## Description of the task
Rewrite the geothermal passage from the words "The lithology and well temperature records of" through the words "the inner tube.", putting "concentric" in place of "co-axial".

## Passage
- - -

Geological setting and geothermal conditions
This work is based on a geothermal operation test in North China. The Quaternary cap rock layer is about 400 m, which mainly consists of clay. The main stratum of the region is shown in Figure 2. Each stratum is basically a nearly horizontal sedimentary stratum. The lithology is mainly mudstone, sandstone, and dolomite. There is little magmatic intrusion without large fault. The lithology and well temperature records are also shown in Figure 2. The temperature measured at the bottom of 2800 m depth is 77°C, and the geothermal gradient is about 20°C/km.

The lithology and well temperature records of the research domain.
Numerical Simulation
Concept model of CLGS
The sketch of a typical co-axial closed-loop geothermal well and the wellbore–reservoir coupling concept model are shown in Figure 3. The whole circulation process is demonstrated in Figure 3(a) (Riahi et al., 2017). It is assumed that no heat will exchange between inner and outer tubes when the system runs, which is considered as an isenthalpic process along the inner tube.

The sketch of (a) closed-loop structure of geothermal well and (b) the wellbore-formation concept model.
The sketch of wellbore–reservoir (formation) coupling model is shown in Figure 3(b). The depth of well bottom is 2800 m. It is assumed that the properties of strata are isotropic in horizontal direction, and it could be simplified as a two-dimensional axisymmetric model, the geothermal well is located in the symmetry axis. Since there is no water exchange with the rock formation, geothermal exploitation has little effect to the natural flow field. So the extra 200 m down extension is enough to eliminate the influence of the bottom boundary. For the same reason, the lateral direction also extends to 180 m to guarantee the lateral boundary not to be affected by the heat extraction.

- - -

## Provided records
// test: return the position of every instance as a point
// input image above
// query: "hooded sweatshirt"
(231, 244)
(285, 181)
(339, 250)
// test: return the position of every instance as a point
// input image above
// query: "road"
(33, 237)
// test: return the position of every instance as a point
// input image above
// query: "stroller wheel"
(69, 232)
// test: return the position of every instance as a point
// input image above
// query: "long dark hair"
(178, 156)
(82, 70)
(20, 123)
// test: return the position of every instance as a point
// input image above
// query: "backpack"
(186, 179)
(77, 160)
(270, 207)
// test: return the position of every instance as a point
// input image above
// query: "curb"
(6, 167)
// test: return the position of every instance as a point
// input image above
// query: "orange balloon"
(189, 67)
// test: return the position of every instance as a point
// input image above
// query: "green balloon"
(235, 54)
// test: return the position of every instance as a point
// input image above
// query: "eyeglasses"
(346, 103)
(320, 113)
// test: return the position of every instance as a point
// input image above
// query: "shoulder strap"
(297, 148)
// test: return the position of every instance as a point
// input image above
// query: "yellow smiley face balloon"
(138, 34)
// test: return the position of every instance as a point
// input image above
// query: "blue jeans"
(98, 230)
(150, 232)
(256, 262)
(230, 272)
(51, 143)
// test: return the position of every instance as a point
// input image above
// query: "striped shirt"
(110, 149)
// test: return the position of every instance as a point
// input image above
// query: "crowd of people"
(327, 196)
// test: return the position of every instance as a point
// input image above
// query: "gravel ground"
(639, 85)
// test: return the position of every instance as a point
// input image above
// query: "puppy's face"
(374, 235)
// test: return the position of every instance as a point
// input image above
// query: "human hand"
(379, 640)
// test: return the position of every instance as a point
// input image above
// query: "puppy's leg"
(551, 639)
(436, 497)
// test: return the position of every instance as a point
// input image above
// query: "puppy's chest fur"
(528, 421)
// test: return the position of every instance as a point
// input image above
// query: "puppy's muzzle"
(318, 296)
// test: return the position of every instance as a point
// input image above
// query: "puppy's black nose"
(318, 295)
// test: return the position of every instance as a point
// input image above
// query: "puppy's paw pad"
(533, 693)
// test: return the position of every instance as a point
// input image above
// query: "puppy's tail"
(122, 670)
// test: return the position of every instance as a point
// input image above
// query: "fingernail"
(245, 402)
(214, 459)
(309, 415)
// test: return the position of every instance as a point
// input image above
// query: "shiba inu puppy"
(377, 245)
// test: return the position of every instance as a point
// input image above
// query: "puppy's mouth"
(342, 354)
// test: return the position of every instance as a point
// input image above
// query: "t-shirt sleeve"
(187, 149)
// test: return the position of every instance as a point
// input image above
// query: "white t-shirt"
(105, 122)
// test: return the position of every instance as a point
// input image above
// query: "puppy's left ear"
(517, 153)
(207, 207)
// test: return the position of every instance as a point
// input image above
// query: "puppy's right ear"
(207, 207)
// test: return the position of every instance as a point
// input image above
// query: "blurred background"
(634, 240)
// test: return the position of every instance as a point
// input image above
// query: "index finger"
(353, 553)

- - -

## Written answer
The lithology and well temperature records of the research domain.
Numerical Simulation
Concept model of CLGS
The sketch of a typical concentric closed-loop geothermal well and the wellbore–reservoir coupling concept model are shown in Figure 3. The whole circulation process is demonstrated in Figure 3(a) (Riahi et al., 2017). It is assumed that no heat will exchange between inner and outer tubes when the system runs, which is considered as an isenthalpic process along the inner tube.